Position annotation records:

'''

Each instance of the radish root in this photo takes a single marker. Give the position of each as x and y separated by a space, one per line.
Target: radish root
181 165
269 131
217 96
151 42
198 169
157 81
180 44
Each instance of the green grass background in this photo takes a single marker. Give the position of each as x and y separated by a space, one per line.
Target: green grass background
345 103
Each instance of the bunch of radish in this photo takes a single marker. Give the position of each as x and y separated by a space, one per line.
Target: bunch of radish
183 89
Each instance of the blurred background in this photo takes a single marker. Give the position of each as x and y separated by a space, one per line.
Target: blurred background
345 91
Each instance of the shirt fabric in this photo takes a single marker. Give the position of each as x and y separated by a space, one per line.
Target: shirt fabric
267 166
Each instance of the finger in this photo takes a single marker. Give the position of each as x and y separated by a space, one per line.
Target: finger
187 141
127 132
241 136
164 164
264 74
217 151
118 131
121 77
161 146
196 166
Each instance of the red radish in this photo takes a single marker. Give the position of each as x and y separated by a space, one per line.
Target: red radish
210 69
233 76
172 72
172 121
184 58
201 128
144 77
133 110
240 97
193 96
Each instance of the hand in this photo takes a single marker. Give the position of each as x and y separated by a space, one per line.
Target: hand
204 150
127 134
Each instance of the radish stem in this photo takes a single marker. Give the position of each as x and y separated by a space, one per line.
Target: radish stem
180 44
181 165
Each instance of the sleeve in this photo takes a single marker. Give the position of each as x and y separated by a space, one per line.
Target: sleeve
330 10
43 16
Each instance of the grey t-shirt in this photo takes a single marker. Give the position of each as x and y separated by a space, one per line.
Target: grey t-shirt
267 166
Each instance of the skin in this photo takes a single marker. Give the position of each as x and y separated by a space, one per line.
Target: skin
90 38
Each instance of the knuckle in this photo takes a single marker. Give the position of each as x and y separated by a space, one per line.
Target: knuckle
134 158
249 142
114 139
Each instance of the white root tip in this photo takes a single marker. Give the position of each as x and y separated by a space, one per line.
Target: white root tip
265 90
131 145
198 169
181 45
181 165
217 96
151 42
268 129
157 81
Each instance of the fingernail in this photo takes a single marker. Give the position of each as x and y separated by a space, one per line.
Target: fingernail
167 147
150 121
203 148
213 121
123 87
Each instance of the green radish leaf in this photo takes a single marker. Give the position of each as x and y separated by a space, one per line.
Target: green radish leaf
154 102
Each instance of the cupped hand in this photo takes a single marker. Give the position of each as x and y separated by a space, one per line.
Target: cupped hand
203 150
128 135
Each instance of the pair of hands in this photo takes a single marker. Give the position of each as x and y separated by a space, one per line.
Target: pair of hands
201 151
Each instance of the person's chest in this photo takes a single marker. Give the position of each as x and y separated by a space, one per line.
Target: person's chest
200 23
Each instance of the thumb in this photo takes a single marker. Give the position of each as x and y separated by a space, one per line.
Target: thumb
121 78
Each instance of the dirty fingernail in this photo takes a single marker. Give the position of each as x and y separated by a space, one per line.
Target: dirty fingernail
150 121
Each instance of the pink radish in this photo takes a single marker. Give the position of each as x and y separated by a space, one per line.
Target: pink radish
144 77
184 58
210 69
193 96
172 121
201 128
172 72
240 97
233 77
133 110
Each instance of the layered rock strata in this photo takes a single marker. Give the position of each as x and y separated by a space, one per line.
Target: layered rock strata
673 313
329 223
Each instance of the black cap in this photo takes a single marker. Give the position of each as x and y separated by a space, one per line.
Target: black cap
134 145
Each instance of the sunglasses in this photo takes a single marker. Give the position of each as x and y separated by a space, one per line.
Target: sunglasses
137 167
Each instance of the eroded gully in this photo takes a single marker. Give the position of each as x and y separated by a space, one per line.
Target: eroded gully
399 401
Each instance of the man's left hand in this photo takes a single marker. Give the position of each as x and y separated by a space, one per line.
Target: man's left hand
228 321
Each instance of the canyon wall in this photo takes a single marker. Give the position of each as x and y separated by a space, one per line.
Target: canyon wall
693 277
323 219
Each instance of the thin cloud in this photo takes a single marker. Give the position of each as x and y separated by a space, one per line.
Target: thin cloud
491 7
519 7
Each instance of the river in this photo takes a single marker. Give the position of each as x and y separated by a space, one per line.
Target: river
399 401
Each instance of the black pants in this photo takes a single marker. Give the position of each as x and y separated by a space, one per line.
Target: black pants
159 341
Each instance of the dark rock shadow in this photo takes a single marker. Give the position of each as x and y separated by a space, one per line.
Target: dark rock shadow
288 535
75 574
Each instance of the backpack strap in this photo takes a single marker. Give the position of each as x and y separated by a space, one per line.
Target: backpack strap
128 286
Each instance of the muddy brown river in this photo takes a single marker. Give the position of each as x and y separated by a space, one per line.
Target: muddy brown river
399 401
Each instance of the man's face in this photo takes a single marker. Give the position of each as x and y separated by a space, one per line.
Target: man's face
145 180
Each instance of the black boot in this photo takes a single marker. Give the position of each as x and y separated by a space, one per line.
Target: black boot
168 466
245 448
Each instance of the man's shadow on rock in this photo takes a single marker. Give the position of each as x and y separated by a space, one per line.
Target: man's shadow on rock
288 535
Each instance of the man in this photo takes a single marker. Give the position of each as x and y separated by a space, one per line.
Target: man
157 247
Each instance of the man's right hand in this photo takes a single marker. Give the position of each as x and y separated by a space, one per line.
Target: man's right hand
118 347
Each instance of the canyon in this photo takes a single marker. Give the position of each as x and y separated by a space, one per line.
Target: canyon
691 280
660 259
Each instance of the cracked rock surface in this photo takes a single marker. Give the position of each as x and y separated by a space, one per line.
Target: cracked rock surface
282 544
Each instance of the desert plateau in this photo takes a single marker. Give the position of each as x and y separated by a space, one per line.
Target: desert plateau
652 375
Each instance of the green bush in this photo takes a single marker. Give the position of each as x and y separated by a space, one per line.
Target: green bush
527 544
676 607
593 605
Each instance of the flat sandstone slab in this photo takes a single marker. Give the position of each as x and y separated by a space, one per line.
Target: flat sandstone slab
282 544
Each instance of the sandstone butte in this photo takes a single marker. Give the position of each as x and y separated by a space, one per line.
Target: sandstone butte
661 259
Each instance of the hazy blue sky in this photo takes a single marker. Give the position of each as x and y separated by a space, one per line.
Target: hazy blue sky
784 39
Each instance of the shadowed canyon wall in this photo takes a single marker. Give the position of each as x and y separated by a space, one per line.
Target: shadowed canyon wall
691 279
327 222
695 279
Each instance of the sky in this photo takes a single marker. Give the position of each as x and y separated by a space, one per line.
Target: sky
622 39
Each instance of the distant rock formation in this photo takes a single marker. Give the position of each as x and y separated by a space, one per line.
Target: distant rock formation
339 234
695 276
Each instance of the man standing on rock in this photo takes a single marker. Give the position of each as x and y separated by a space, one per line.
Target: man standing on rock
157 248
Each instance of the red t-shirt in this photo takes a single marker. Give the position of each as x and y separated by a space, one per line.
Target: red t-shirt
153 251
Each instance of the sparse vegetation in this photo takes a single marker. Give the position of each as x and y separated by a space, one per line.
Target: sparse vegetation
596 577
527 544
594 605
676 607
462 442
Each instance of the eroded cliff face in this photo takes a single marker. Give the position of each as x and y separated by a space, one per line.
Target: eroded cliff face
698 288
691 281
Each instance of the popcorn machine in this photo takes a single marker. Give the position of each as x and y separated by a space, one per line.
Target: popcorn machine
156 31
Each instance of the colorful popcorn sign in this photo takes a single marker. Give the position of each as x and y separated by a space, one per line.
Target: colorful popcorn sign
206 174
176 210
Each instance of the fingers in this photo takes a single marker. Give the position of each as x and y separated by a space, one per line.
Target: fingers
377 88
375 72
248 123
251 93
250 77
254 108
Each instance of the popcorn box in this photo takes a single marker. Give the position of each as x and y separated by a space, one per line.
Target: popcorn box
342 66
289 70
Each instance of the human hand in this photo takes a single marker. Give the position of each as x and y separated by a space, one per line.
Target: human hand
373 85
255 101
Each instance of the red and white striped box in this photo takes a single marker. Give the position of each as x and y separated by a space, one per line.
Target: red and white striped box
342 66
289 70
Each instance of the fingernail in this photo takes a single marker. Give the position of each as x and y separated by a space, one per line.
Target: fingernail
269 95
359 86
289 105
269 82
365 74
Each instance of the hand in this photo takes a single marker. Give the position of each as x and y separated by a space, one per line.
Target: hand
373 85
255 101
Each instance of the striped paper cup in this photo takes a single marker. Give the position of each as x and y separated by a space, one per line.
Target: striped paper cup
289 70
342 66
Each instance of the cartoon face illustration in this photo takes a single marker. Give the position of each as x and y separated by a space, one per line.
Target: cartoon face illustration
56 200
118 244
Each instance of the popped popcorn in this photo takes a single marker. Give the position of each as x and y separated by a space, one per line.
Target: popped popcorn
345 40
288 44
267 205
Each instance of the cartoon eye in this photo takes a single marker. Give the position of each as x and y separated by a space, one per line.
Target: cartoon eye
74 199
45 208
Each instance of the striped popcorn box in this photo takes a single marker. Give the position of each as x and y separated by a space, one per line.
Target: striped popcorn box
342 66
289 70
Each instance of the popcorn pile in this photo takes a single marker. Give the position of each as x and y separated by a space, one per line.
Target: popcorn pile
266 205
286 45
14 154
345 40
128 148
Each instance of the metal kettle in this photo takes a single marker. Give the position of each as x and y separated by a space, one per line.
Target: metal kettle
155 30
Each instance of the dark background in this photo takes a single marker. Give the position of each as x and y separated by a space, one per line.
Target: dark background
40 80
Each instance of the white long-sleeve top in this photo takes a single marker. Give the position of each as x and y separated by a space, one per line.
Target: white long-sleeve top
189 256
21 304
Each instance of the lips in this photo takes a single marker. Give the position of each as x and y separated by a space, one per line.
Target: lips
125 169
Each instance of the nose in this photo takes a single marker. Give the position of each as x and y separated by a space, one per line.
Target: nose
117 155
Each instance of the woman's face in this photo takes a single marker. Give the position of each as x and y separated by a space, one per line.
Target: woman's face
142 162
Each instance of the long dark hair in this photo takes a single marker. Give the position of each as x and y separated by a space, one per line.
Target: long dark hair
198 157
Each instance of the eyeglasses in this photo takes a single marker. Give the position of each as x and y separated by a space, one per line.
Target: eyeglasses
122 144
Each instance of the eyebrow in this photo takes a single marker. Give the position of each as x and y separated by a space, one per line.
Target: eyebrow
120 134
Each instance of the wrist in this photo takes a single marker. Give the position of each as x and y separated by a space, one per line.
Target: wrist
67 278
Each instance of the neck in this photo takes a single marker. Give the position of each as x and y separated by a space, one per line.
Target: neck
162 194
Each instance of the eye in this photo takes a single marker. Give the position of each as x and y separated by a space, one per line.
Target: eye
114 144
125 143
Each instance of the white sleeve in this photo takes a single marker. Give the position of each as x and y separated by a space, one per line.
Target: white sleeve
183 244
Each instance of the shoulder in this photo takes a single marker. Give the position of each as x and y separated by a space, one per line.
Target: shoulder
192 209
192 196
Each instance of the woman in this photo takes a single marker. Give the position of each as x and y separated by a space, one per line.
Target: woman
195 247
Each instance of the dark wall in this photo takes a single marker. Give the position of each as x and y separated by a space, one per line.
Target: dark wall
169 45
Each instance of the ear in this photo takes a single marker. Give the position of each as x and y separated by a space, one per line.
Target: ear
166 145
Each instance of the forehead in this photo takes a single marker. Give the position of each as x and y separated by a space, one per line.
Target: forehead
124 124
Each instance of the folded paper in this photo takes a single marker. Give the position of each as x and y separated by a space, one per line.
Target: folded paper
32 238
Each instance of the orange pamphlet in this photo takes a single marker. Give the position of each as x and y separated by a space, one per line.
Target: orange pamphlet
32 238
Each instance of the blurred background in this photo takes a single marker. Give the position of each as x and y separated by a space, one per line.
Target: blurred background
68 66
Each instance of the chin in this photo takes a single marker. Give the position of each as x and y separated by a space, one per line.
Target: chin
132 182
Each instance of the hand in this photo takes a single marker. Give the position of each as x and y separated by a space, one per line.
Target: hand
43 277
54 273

'''

TASK DIRECTIONS:
Print nothing but the lines from the line with "Each instance of the white sleeve" to the last line of the records above. Both of those lines count.

ANSWER TO THE TASK:
Each instance of the white sleeve in this photo takes a single marker. Give the position of each as x and y separated by a space, one per line.
Target: white sleeve
183 244
Each instance of the shoulder in this photo takes a single marker. Give the position of each as x and y separated by a space, one per line.
Target: shoulder
192 209
192 196
Each instance of the woman in this photo takes a single marker. Give the position of each as x and y separated by a space, one per line.
Target: woman
195 247
Each instance of the dark wall in this photo takes a single marker. Give the position of each as x and y separated by a space, one per line.
Target: dark wall
169 45
Each instance of the ear in this photo takes a single marker. Give the position of each as x and y separated by a space, one per line.
Target: ear
166 145
Each instance of the forehead in this photo takes a single marker. Give the position of each as x and y separated by a space, one per line.
Target: forehead
124 124
Each instance of the folded paper in this photo takes a single marker. Give the position of each as x and y separated by a space, one per line.
Target: folded paper
32 238
Each instance of the orange pamphlet in this photo takes a single marker. Give the position of each as x and y separated by a space, one per line.
Target: orange pamphlet
32 238
Each instance of the blurred background in this photo takes a single marker. Give the position of each as x and y separated by a space, one per line.
Target: blurred background
68 66
Each instance of the chin in this photo takes a single marker. Give the position of each as x and y separated by a space, one per line.
Target: chin
132 182
Each instance of the hand in this photo takes a single marker. Give the position of each as x and y separated by a space, one per line.
Target: hand
43 277
54 273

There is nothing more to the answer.